_REQUIRED WORK:_ Each line from the line holding "Target: blurred green background" through the last line should be written out exactly, with nothing else and no images.

_EXERCISE INPUTS:_

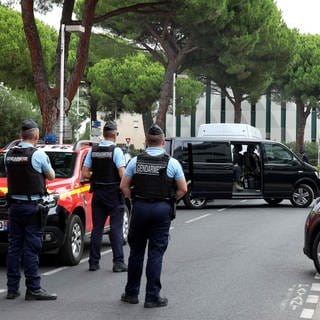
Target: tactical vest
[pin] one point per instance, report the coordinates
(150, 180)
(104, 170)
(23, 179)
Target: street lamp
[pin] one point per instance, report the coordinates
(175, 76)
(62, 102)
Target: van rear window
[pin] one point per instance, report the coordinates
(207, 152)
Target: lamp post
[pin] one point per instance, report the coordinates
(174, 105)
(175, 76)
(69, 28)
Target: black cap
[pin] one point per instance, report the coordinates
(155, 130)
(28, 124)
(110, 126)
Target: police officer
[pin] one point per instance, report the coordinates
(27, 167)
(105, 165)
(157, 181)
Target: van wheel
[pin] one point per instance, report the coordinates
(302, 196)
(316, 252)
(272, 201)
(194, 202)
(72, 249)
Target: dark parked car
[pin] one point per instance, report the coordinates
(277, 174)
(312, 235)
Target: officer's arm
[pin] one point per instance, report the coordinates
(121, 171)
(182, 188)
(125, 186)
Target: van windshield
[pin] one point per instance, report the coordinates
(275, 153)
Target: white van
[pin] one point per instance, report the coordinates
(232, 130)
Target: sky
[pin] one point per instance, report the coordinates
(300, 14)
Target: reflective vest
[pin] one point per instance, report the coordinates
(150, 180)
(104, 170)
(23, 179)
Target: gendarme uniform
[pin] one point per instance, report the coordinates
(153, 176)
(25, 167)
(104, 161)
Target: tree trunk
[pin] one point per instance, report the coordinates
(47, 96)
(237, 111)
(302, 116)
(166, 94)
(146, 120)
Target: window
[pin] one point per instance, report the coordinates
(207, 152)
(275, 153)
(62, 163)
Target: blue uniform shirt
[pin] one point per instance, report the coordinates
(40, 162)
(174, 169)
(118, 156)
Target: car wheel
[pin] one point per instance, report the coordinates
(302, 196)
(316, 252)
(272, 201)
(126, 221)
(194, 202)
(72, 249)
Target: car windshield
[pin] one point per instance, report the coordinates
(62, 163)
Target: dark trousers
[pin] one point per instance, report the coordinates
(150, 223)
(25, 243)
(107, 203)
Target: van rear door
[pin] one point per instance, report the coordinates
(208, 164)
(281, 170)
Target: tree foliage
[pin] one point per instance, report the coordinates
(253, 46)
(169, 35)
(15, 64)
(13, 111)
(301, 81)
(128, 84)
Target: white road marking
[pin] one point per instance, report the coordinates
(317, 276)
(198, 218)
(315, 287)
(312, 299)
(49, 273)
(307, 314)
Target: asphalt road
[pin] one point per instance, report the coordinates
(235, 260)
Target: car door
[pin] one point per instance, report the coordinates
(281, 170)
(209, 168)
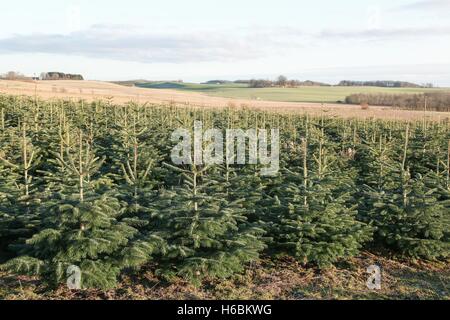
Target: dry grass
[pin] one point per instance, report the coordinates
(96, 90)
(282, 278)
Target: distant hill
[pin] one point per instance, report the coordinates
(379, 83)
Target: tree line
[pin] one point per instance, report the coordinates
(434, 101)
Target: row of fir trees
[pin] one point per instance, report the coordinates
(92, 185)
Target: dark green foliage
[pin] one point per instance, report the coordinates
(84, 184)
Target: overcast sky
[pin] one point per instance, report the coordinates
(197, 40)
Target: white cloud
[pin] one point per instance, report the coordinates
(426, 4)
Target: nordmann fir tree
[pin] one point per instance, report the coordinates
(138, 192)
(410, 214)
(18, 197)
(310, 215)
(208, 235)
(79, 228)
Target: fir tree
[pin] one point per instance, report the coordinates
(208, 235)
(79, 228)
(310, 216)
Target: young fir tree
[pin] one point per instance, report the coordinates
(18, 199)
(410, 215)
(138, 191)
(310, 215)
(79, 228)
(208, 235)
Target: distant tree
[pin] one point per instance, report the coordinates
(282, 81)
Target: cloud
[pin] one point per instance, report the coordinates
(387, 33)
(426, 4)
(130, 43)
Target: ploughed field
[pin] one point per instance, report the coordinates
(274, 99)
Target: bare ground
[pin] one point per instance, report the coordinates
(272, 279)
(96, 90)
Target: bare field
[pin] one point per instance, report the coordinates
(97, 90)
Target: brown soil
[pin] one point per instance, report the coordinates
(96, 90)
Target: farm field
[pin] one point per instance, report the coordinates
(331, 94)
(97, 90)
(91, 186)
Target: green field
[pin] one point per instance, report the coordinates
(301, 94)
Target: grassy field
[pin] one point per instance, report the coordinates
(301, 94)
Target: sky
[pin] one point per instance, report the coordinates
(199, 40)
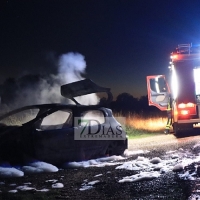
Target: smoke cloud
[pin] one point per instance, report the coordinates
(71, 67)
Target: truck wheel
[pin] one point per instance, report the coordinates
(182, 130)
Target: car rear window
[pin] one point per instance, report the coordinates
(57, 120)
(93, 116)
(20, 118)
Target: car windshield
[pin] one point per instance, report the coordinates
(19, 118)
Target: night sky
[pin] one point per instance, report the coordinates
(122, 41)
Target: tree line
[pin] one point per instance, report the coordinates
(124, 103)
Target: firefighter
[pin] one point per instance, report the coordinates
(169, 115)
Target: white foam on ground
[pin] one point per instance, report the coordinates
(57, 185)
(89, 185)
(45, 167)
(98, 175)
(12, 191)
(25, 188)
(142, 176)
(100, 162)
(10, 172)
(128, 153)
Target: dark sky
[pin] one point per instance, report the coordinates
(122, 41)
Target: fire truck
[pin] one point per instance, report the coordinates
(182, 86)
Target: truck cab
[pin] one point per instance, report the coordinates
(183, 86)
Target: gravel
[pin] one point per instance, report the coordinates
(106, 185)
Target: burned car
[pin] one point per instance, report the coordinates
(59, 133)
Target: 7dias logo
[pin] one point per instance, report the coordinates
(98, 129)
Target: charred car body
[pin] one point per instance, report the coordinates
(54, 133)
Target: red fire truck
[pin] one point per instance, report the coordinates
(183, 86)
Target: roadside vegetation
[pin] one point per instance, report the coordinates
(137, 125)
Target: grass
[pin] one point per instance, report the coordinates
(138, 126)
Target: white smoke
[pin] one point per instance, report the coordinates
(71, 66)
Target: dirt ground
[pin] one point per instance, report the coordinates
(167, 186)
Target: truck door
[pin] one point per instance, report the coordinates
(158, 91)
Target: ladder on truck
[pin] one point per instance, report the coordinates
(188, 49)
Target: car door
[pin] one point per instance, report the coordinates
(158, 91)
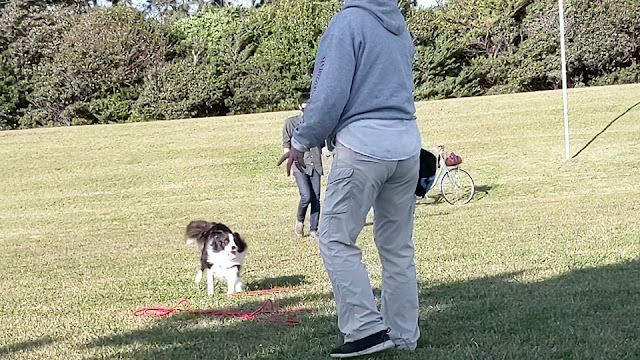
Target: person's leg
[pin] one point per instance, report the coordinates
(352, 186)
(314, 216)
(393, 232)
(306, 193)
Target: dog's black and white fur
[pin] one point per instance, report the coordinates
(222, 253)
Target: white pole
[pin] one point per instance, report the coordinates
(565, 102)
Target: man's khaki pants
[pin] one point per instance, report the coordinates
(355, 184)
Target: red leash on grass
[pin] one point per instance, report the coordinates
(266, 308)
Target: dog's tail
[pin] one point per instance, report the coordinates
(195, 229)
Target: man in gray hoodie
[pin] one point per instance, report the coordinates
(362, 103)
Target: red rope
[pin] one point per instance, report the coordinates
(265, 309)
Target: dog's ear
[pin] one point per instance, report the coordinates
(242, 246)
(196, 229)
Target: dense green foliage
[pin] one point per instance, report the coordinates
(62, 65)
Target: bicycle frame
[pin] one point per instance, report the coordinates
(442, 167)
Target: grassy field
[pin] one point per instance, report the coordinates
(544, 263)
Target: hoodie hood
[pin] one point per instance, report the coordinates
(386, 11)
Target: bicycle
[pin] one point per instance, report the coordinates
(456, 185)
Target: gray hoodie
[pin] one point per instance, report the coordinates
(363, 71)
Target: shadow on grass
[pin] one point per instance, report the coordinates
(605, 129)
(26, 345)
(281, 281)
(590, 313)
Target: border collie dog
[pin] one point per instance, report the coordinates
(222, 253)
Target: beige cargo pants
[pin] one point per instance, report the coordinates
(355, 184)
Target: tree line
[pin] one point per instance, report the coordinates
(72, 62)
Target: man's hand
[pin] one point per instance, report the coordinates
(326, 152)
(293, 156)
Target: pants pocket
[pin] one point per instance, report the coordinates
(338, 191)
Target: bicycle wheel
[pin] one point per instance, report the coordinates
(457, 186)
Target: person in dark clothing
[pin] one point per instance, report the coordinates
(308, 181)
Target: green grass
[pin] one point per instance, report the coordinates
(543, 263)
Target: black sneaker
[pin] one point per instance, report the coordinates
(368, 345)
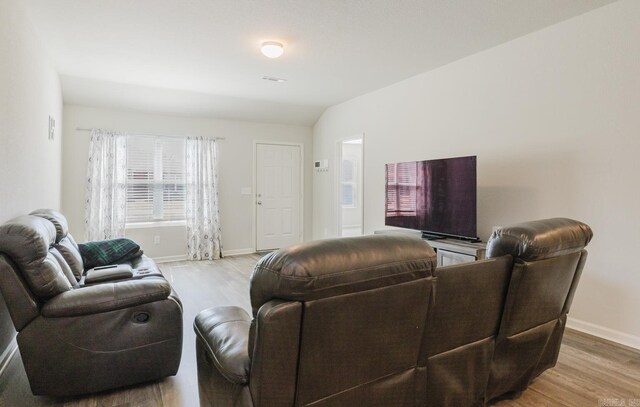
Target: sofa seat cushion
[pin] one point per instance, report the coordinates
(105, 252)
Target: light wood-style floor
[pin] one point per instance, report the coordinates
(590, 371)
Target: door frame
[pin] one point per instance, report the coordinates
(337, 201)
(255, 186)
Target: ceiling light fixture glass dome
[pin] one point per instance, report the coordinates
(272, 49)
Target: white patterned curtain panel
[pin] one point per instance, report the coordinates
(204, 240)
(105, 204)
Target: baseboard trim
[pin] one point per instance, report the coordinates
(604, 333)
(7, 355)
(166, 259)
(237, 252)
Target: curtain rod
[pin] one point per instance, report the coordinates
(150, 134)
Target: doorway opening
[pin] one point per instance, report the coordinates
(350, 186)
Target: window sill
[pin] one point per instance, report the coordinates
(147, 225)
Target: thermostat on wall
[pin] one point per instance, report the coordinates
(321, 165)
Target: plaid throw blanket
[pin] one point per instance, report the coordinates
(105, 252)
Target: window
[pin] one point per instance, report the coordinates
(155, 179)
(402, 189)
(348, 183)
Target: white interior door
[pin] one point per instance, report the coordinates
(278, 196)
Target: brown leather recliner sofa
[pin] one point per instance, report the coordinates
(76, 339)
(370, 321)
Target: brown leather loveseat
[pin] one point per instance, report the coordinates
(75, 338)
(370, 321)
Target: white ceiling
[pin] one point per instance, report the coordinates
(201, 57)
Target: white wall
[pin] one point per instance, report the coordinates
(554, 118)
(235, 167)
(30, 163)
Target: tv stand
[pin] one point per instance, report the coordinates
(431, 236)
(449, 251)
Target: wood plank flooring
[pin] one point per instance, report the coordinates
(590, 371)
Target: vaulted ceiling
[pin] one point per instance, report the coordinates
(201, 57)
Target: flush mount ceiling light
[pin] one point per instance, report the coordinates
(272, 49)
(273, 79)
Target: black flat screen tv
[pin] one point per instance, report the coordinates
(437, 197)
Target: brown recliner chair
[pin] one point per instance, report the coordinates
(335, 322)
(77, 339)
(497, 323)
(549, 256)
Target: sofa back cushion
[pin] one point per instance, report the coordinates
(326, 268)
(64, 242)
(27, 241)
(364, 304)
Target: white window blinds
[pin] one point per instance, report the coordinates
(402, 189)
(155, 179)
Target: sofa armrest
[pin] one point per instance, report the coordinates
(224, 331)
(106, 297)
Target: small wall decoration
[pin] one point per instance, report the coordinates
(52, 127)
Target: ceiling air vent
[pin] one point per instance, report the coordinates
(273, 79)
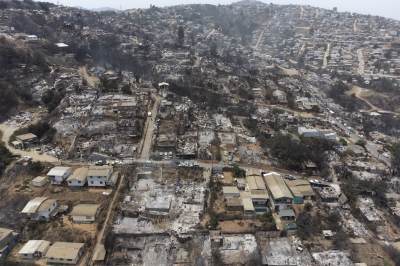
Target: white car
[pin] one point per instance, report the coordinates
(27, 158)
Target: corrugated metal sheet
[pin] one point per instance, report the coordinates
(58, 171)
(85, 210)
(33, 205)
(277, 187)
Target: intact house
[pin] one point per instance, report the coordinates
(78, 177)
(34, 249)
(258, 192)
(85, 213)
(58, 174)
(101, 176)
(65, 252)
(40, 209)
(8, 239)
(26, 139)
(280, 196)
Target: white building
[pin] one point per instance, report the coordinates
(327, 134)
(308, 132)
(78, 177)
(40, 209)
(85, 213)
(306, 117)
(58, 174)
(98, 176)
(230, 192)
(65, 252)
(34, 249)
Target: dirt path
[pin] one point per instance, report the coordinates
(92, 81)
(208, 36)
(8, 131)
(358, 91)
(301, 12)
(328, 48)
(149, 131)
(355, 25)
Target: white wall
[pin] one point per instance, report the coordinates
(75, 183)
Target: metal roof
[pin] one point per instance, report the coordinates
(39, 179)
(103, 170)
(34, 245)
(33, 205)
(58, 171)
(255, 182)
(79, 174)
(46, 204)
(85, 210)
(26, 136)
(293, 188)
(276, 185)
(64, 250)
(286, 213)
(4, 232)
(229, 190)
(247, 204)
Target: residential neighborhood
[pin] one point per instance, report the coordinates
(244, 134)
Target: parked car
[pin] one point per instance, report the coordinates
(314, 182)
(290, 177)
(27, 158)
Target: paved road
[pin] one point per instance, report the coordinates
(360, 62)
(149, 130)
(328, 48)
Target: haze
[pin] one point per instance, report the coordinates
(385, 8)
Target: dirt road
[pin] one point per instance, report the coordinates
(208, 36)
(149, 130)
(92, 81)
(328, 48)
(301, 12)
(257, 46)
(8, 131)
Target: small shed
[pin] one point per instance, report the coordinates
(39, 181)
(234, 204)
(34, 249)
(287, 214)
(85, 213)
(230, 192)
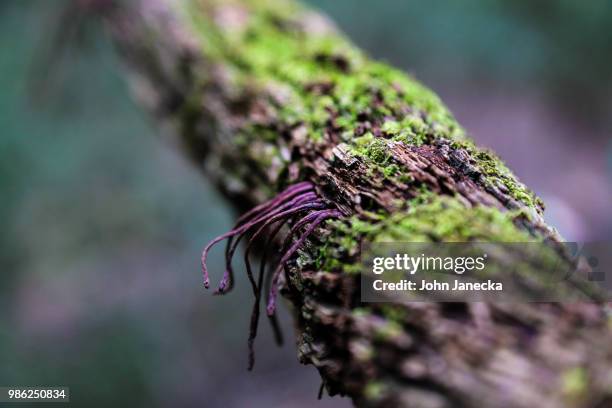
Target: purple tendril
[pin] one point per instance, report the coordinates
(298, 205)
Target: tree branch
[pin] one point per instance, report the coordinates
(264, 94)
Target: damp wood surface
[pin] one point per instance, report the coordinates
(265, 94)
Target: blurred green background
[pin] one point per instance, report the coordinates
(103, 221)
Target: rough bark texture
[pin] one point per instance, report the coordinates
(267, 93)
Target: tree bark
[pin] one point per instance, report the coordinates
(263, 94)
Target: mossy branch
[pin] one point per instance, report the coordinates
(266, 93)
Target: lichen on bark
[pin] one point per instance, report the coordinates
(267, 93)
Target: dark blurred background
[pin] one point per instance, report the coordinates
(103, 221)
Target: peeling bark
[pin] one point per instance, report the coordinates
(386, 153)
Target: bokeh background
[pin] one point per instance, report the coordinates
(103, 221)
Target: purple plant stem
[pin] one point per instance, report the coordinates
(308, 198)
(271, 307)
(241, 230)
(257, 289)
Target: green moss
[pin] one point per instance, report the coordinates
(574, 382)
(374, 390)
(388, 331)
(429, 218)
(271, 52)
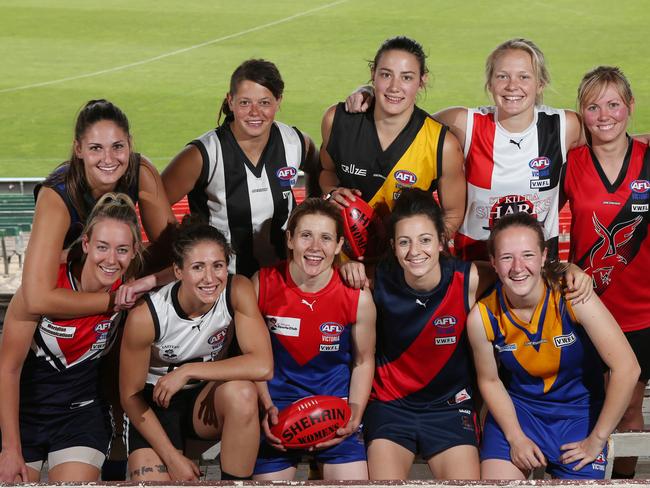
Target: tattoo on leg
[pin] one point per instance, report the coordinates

_THE ANSWER:_
Target: blurred green background
[pin] one point per instance, report the coordinates
(103, 221)
Target: rough bark texture
[pin] one point per instance, report the coordinates
(267, 93)
Target: tree bark
[pin] one point per instance, report the coordinates
(263, 94)
Target: mossy branch
[pin] one point per instance, report the coordinates
(266, 93)
Target: lichen on bark
[pin] one point per instance, report the coordinates
(267, 93)
Target: dark blurred background
[pin] one point per instance, report the coordinates
(103, 221)
Target: peeling bark
[pin] one point per instance, report the coordinates
(386, 153)
Target: bokeh background
[pin] one point per instance, report the coordinates
(103, 221)
Target: purple plant stem
[pin] one point per instance, report the coordinates
(308, 198)
(271, 307)
(241, 230)
(257, 289)
Target: green moss
[pin] one point per instance, report the coordinates
(574, 382)
(374, 390)
(388, 331)
(429, 218)
(271, 52)
Target: tattoo on leg
[pin] one point per instance, report the coordinates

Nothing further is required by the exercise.